[Location identification items]
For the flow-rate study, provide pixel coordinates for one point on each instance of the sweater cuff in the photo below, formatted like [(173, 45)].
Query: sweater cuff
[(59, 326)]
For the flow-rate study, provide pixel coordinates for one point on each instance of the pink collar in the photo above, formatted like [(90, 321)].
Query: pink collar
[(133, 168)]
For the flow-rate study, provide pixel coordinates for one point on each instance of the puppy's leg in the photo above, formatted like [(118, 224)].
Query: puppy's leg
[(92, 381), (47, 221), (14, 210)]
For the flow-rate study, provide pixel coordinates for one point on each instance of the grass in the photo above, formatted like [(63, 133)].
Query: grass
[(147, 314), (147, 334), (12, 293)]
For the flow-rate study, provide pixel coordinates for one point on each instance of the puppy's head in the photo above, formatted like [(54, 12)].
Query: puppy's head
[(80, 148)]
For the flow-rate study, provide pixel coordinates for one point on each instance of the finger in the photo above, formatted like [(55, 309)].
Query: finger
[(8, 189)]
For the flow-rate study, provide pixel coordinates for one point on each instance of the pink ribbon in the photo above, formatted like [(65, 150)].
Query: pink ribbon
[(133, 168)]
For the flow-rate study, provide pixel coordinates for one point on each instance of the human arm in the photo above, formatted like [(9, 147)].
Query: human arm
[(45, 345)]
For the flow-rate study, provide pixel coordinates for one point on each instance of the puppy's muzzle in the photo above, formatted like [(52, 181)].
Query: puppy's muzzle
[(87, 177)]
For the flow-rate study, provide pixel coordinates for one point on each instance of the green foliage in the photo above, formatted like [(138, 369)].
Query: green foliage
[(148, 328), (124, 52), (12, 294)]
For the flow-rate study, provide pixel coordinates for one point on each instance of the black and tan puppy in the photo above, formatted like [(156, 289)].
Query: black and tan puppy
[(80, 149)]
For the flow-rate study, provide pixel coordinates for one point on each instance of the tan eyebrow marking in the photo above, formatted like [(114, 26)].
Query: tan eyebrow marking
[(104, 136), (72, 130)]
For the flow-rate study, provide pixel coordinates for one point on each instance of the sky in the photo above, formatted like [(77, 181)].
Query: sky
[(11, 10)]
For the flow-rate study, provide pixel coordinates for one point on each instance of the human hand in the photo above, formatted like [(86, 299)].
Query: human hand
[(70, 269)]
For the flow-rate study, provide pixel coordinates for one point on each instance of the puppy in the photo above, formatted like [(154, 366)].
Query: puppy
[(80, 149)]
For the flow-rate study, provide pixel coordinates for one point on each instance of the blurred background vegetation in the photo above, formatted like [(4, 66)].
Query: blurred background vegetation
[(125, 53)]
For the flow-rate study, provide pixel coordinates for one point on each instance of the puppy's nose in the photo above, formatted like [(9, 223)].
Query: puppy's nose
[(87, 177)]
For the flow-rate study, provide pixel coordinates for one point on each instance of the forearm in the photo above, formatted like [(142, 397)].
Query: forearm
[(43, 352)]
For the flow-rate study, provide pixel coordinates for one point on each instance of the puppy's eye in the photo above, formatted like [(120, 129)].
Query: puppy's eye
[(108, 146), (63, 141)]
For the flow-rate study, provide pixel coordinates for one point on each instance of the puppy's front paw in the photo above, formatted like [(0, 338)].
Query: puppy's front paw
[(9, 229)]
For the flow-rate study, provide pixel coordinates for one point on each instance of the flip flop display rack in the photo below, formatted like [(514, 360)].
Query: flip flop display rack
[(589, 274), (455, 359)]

**WRITTEN TASK:** The records above are to be repeated exactly, in their entirety.

**RESPONSE:**
For the flow-rate study, provide pixel coordinates for one point on each instance of the sweater cuff in the photo below, formatted like [(173, 45)].
Query: sweater cuff
[(59, 326)]
For the flow-rate study, provide pixel coordinates for one point on each instance of the pink collar in the photo above, formatted like [(90, 321)].
Query: pink collar
[(133, 168)]
For the flow-rate study, provide pixel coordinates for one point on each instance of the puppy's leg in the photo above, formatted like [(118, 224)].
Query: puppy's leg
[(92, 381), (47, 221), (14, 210)]
For the flow-rate study, provide pixel coordinates for one point on each instance of the grass in the photo above, formatted like [(63, 133)].
Query: grass
[(147, 314), (147, 334), (12, 293)]
For the flow-rate study, provide pixel coordinates for one point on each instance of the puppy's head in the photo above, formatted like [(54, 12)].
Query: puppy's head
[(80, 148)]
For the flow-rate study, provide pixel coordinates for one point on each instance of the finger in the photo above, formatted like [(55, 309)].
Query: finger
[(8, 189)]
For the flow-rate study, provide pixel coordinates for one point on each instance of the pink ribbon in the photo above, formatted like [(65, 150)].
Query: pink ribbon
[(133, 168)]
For the flow-rate study, provide pixel coordinates for one point on each instance of the human arm in the photo above, formatted like [(9, 147)].
Query: human arm
[(45, 345)]
For the flow-rate study, provide pixel coordinates for one point on each instance of the puppy's muzzle in the photo above, formatted like [(52, 181)].
Query: puppy's muzzle
[(87, 177)]
For the flow-rate study, provide pixel coordinates for one point on each instance of the green foliage in the photo above, formatted like [(138, 369)].
Query: green foliage
[(148, 328), (124, 52), (12, 294)]
For the flow-rate study, provide pixel coordinates for one point on each instance of the black and tan puppy in the photo above, formatted like [(156, 289)].
Query: black and tan puppy
[(80, 149)]
For the flow-rate study, provide pixel coordinates for one point on each instance of the tan eyebrow marking in the photo above, formatted like [(114, 26)].
Query: tan eyebrow marking
[(104, 136), (72, 130)]
For the flow-rate study, provide pixel coordinates for one point on each instance of the sky in the photo above, formatted like [(77, 181)].
Query: sky
[(11, 10)]
For the flow-rate study, provide pixel coordinates for one point on each instance of the human hand in the photo above, formatted like [(86, 299)].
Query: human hand
[(70, 269)]
For the flow-rate study, provide pixel coordinates for one point on each instance of the puppy in the photo above, formatted like [(154, 366)].
Query: puppy
[(80, 149)]
For the flow-rate study, provide pixel coordinates for one point on each instance of the blurred background vegetation in the photo above, formatted like [(4, 66)].
Query: blurred background vegetation
[(125, 53)]
For the flow-rate study, provide pixel coordinates for one point on each instance of the puppy's nose in the photo above, formatted like [(9, 223)].
Query: puppy's nose
[(87, 177)]
For the flow-rate study, provide pixel coordinates for one point on each instance of the forearm in the photo above, formatted like [(142, 397)].
Query: forearm
[(43, 352)]
For the flow-rate study, provide pixel coordinates for one point on each instance of the puppy's eye in the photo above, formatted like [(120, 129)].
Query: puppy's eye
[(108, 146), (63, 141)]
For the flow-rate study, provide pixel coordinates for one point on each instance of the puppy's front paw in the photo above, formatted like [(0, 338)].
Query: puppy's front paw
[(9, 229)]
For the flow-rate study, provide pixel coordinates for one point on each instance of the flip flop display rack in the photo below, formatted like [(514, 360)].
Query: flip flop display rack
[(589, 274), (455, 359)]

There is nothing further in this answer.